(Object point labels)
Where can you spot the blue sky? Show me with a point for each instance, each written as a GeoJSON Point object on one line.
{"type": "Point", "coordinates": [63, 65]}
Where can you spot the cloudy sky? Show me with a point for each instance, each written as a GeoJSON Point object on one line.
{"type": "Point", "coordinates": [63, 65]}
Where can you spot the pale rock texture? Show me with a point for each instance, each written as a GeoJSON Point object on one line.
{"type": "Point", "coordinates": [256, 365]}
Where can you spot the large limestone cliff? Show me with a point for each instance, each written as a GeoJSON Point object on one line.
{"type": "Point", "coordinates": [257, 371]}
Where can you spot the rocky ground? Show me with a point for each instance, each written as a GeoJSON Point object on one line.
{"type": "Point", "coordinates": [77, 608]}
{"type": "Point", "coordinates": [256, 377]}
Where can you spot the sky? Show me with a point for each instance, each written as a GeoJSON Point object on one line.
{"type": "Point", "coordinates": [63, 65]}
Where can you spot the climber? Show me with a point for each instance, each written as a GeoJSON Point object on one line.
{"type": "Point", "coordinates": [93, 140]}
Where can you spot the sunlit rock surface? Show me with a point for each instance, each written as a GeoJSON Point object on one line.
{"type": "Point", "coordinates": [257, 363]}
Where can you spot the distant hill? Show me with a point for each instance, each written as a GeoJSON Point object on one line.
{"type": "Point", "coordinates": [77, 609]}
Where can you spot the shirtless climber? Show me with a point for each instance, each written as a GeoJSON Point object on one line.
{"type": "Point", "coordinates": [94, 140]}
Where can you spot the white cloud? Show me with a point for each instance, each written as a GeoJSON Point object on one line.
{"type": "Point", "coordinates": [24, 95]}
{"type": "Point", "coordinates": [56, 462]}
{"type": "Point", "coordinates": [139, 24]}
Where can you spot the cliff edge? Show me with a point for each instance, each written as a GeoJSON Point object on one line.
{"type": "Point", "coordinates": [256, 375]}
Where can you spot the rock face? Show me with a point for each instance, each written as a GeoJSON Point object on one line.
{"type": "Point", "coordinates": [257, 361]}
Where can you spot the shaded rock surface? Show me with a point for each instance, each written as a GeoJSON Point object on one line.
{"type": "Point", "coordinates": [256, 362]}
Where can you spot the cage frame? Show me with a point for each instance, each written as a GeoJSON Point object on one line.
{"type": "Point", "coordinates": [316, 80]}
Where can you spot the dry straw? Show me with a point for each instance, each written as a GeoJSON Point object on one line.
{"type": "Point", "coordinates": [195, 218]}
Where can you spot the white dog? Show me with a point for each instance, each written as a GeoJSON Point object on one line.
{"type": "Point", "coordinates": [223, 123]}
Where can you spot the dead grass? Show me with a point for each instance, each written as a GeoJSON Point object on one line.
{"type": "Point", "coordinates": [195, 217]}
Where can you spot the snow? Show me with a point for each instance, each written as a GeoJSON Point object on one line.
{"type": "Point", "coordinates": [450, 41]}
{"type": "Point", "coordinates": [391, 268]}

Task details: Print again each line of the listing above, exactly as it appears.

Written response:
Where can you spot the blue sky? Show me with a point for each instance, each written as a GeoJSON Point object on one line.
{"type": "Point", "coordinates": [63, 65]}
Where can you spot the cloudy sky? Show me with a point for each instance, each written as a GeoJSON Point object on one line.
{"type": "Point", "coordinates": [63, 65]}
Where can you spot the pale rock texture? Show me with a point for each instance, each written as a GeoJSON Point object on one line.
{"type": "Point", "coordinates": [256, 365]}
Where can you spot the large limestone cliff? Show me with a point for each instance, each written as a GeoJSON Point object on one line.
{"type": "Point", "coordinates": [257, 371]}
Where can you spot the rocky ground? Show me with a point for each instance, each written as a GeoJSON Point object on one line.
{"type": "Point", "coordinates": [77, 608]}
{"type": "Point", "coordinates": [256, 377]}
Where can you spot the sky? Show me with a point for each instance, each written as a GeoJSON Point object on one line.
{"type": "Point", "coordinates": [63, 65]}
Where can you spot the climber? Show me with a point for each instance, each written as a GeoJSON Point object on one line.
{"type": "Point", "coordinates": [93, 140]}
Where can you spot the sunlit rock surface? Show me with a point for each instance, each written as a GeoJSON Point object on one line.
{"type": "Point", "coordinates": [257, 363]}
Where can you spot the distant hill? Show me with a point for each instance, each written as a GeoJSON Point object on one line.
{"type": "Point", "coordinates": [77, 609]}
Where can you spot the shirtless climber? Show me with a point for each instance, each written as a GeoJSON Point object on one line.
{"type": "Point", "coordinates": [94, 140]}
Where can you spot the white cloud? Show me with a point for each instance, each written as a GeoJSON Point object on one line.
{"type": "Point", "coordinates": [24, 95]}
{"type": "Point", "coordinates": [56, 462]}
{"type": "Point", "coordinates": [139, 24]}
Where can you spot the cliff edge? Show me with a point for each instance, each written as a GeoJSON Point object on one line.
{"type": "Point", "coordinates": [256, 375]}
Where can you spot the rock face? Show me with a point for each instance, each written as a GeoJSON Point object on one line.
{"type": "Point", "coordinates": [257, 361]}
Where can you spot the shaded rock surface? Show me with a point for each instance, each written as a GeoJSON Point object on one line.
{"type": "Point", "coordinates": [256, 362]}
Where can you spot the cage frame? Show me with a point for each instance, each written as a GeoJSON Point object on one line.
{"type": "Point", "coordinates": [316, 80]}
Where can you spot the dry straw? Show me with a point for each instance, each written as a GeoJSON Point object on one line.
{"type": "Point", "coordinates": [195, 218]}
Where can you spot the white dog? Show me with a point for each instance, each written as a GeoJSON Point object on one line.
{"type": "Point", "coordinates": [223, 123]}
Where can you spot the dead grass? Show me with a point for each instance, each written as a GeoJSON Point object on one line.
{"type": "Point", "coordinates": [195, 217]}
Where can you spot the snow? Show me with a point for each instance, each written as a GeoJSON Point object on one line.
{"type": "Point", "coordinates": [450, 41]}
{"type": "Point", "coordinates": [391, 268]}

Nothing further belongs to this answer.